# JOB
List each line in the rows below that contains the word "foreground".

# RECORD EXTRACTS
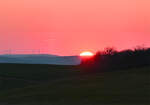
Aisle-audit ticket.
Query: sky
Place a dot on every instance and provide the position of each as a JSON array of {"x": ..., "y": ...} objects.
[{"x": 68, "y": 27}]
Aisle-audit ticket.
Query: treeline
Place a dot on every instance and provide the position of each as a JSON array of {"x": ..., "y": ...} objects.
[{"x": 111, "y": 60}]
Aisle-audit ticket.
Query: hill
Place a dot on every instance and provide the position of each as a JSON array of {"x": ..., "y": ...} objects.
[{"x": 66, "y": 85}]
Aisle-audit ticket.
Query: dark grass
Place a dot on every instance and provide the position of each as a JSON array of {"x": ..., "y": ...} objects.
[{"x": 128, "y": 87}]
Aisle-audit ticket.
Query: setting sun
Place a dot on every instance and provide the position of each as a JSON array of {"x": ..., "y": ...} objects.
[{"x": 86, "y": 53}]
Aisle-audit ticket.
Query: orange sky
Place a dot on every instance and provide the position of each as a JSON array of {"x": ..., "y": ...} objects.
[{"x": 67, "y": 27}]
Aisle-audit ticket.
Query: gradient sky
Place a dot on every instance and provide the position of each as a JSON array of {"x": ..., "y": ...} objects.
[{"x": 67, "y": 27}]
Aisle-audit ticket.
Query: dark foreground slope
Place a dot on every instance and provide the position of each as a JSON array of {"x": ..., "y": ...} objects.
[{"x": 66, "y": 86}]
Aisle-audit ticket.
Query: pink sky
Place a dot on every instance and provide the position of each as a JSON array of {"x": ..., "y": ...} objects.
[{"x": 67, "y": 27}]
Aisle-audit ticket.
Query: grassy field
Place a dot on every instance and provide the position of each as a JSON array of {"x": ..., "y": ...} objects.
[{"x": 66, "y": 85}]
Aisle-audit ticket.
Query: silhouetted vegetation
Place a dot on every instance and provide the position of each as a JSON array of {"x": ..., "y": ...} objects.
[{"x": 111, "y": 60}]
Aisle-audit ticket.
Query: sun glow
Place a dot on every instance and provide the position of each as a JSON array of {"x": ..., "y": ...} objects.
[{"x": 86, "y": 54}]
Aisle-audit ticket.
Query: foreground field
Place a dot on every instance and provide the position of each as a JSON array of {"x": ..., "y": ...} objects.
[{"x": 65, "y": 85}]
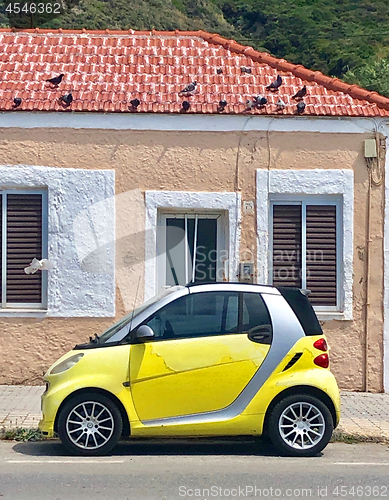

# RESPONSE BELOW
Query: dark foreground slope
Query: foreground field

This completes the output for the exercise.